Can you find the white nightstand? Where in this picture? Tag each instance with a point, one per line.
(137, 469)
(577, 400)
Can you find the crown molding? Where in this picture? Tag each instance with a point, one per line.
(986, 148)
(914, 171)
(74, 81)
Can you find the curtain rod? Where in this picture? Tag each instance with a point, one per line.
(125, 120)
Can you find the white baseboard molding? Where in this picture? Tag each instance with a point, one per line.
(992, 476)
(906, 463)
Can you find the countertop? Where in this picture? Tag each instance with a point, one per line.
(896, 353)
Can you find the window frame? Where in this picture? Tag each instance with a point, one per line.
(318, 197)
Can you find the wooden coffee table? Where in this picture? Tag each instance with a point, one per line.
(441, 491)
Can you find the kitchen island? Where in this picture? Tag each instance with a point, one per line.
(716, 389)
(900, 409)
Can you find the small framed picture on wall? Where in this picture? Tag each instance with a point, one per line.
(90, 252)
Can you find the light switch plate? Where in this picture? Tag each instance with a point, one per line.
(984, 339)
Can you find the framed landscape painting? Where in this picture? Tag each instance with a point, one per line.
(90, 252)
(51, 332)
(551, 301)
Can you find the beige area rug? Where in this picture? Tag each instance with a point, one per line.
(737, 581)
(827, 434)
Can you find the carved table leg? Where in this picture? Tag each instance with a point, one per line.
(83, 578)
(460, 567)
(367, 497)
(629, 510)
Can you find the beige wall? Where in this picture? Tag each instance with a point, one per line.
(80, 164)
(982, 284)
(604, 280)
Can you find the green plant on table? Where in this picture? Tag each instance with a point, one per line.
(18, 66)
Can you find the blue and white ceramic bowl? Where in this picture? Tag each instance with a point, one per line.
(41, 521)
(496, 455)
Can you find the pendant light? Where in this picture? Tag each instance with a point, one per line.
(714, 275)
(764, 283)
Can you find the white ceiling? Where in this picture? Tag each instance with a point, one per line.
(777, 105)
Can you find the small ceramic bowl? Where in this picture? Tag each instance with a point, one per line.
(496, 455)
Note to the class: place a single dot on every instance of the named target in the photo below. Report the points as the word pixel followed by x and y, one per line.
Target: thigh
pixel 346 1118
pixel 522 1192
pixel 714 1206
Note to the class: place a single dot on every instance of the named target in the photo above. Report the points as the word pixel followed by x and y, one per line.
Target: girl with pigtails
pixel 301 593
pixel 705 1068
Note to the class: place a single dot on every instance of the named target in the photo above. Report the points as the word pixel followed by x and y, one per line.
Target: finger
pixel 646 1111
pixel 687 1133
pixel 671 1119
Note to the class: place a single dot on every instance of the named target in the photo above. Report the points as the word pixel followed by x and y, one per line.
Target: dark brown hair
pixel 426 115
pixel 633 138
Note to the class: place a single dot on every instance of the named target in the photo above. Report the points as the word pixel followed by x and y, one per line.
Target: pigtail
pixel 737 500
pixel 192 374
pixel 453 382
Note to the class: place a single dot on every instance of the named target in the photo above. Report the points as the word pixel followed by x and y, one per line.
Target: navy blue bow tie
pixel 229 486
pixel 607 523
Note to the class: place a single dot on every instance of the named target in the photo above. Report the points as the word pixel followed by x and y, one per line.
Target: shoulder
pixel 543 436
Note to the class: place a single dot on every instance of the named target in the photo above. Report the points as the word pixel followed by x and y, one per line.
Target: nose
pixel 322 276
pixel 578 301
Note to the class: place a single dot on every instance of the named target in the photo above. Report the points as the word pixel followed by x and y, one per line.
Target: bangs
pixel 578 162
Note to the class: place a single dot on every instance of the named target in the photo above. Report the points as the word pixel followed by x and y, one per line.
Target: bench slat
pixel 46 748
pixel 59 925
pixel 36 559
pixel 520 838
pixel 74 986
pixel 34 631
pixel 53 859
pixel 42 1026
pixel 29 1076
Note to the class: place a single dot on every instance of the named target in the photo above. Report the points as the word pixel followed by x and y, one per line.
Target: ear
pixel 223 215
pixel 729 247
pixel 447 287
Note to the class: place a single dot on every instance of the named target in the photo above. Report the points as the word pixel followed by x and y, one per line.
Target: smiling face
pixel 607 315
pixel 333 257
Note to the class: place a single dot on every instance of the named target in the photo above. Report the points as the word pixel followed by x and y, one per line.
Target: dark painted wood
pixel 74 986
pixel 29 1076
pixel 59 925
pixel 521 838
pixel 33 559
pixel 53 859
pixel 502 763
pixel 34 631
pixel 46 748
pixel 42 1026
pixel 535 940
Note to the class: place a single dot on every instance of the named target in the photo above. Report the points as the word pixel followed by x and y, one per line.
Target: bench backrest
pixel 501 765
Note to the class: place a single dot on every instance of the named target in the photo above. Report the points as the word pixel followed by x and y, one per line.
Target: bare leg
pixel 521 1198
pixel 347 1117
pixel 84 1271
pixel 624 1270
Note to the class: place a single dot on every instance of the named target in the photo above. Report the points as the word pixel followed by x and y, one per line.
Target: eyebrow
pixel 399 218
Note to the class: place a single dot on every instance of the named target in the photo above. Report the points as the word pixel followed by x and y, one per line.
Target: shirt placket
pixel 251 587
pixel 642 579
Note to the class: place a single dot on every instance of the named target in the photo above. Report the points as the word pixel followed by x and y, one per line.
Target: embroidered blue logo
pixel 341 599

******************************

◆ **Exercise details**
Can you render the entries above as a Markdown table with the columns Row and Line, beginning at the line that has "Can you find the green" and stopping after the line that has "pixel 671 1119"? Number each row and leave out any blank lines.

◆ **Output for this exercise**
| Row | Line |
|---|---|
| 1 | Can you find the green plant on table? Where in this picture? Tag each instance with a point, one per line. |
| 2 | (18, 66) |
| 3 | Can you find the blue and white ceramic bowl? Where in this picture? Tag each instance with a point, one per line. |
| 4 | (41, 521) |
| 5 | (496, 455) |
| 6 | Can you find the pendant light? Where in this picture? Tag each instance with a point, one per line. |
| 7 | (714, 275) |
| 8 | (764, 283) |
| 9 | Can you find the white ceiling? Where in this picture? Tag each instance with a point, one per line. |
| 10 | (777, 105) |
| 11 | Can you find the small ceramic bowl? Where in this picture? Tag each instance with a point, one per line. |
| 12 | (496, 455) |
| 13 | Note to the class: place a single dot on every instance of the named target in the photo below. Report the points as the word pixel followed by x and y, one per line. |
| 14 | Target: thigh |
| 15 | pixel 346 1118 |
| 16 | pixel 522 1192 |
| 17 | pixel 714 1206 |
| 18 | Note to the class: place a single dot on every instance of the named target in the photo above. Report the points as the word pixel followed by x and y, one per line. |
| 19 | Target: girl with pigtails |
| 20 | pixel 301 593 |
| 21 | pixel 705 1068 |
| 22 | Note to the class: place a single dot on every instance of the named target in the photo above. Report the points as the word pixel followed by x and y, one per line. |
| 23 | Target: finger |
| 24 | pixel 646 1111 |
| 25 | pixel 687 1133 |
| 26 | pixel 671 1119 |